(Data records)
_ _ _ _ _

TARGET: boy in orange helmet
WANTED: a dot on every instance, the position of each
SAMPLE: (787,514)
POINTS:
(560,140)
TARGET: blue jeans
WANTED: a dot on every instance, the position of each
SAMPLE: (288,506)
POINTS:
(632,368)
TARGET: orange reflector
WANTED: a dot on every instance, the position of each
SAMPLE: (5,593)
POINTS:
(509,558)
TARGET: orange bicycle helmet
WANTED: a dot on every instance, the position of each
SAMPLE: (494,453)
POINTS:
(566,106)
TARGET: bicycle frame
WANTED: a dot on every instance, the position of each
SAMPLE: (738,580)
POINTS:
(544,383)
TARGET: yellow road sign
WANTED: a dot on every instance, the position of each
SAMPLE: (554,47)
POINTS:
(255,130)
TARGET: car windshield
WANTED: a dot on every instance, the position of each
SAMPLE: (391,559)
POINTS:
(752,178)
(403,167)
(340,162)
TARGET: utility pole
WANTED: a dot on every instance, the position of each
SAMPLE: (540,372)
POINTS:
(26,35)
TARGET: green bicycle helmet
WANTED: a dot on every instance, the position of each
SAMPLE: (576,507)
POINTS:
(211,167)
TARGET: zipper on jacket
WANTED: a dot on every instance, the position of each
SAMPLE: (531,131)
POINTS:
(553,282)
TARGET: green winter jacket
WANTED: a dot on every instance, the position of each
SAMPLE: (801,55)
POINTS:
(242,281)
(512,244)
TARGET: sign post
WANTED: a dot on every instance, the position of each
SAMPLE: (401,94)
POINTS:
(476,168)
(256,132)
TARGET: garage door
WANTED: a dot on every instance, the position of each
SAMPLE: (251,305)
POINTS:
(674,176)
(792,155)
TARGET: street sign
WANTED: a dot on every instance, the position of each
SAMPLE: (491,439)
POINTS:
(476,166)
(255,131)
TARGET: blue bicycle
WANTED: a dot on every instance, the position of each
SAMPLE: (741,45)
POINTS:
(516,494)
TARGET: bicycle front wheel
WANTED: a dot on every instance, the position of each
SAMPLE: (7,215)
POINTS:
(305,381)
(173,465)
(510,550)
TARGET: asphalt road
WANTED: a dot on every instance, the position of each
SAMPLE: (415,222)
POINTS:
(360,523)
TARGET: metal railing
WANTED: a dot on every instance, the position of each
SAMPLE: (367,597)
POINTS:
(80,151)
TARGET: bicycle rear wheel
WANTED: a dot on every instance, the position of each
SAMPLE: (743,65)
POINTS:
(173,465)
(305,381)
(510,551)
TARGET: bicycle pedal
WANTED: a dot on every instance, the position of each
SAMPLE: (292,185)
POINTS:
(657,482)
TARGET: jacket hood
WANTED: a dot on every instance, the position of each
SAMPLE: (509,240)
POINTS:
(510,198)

_ _ _ _ _

◆ **EXERCISE BRIEF**
Restate the whole of the material exactly.

◆ **ANSWER TO THIS TASK**
TARGET: boy in orange helmet
WANTED: a dot on every instance, the position of each
SAMPLE: (787,514)
POINTS:
(560,140)
TARGET: blue jeans
WANTED: a dot on every instance, the position of each
SAMPLE: (288,506)
POINTS:
(632,368)
TARGET: orange reflector
WANTED: a dot on every instance, the position of each
SAMPLE: (5,593)
POINTS:
(509,558)
TARGET: orange bicycle helmet
WANTED: a dot on every instance, the position of each
SAMPLE: (494,453)
POINTS:
(566,106)
TARGET: bicycle frame
WANTED: a dot on every instance, the position of each
SAMPLE: (738,580)
POINTS:
(544,383)
TARGET: yellow road sign
WANTED: a dot on every instance, the position of each
SAMPLE: (554,47)
POINTS:
(255,130)
TARGET: car windshield
WANTED: a dot on every instance, the position of each
SAMPLE: (391,559)
POINTS:
(752,178)
(403,167)
(340,162)
TARGET: utility pole
WANTED: a dot on every instance, the position of each
SAMPLE: (540,372)
POINTS:
(26,35)
TARGET: green bicycle helmet
WANTED: a dot on every instance, the position of each
SAMPLE: (576,507)
POINTS:
(211,167)
TARGET: zipper on jacket
WANTED: a dot on every instance, the position of each
SAMPLE: (531,131)
POINTS:
(553,282)
TARGET: green winter jacket
WANTED: a dot on every instance, the position of each
SAMPLE: (801,55)
POINTS:
(242,281)
(512,244)
TARGET: sign post
WANTED: a dot on every instance, the position of each
SAMPLE: (401,94)
POINTS:
(476,168)
(256,132)
TARGET: garage door
WANTED: a dot on every instance, the position of each
SAMPLE: (251,305)
POINTS:
(674,176)
(792,155)
TARGET: street sign
WANTED: a dot on every instance, the position of each
SAMPLE: (491,439)
POINTS:
(476,166)
(255,131)
TARGET: blue bicycle
WANTED: a dot on every instance, the position of each
SAMPLE: (741,45)
POINTS:
(516,494)
TARGET: bicycle front wheel
WANTED: a dot on every instance, the position of each
SAMPLE: (7,215)
POINTS:
(305,381)
(173,465)
(510,550)
TARGET: asphalt road
WANTED: a dot on every instance, the position of each
SAMPLE: (415,222)
POINTS:
(360,523)
TARGET: metal railing
WANTED: a dot on every instance, the position of each
SAMPLE: (367,597)
POINTS:
(80,151)
TARGET: bicycle rear wheel
WANTED: a dot on every instance, the position of each
SAMPLE: (743,65)
POINTS:
(173,465)
(305,381)
(510,551)
TARGET: bicycle pedal
WANTED: a dot on every instance, the position of each
SAMPLE: (292,185)
POINTS:
(657,482)
TARGET: jacket hood
WANTED: a dot on every instance, the position of each
SAMPLE: (509,240)
POINTS:
(510,198)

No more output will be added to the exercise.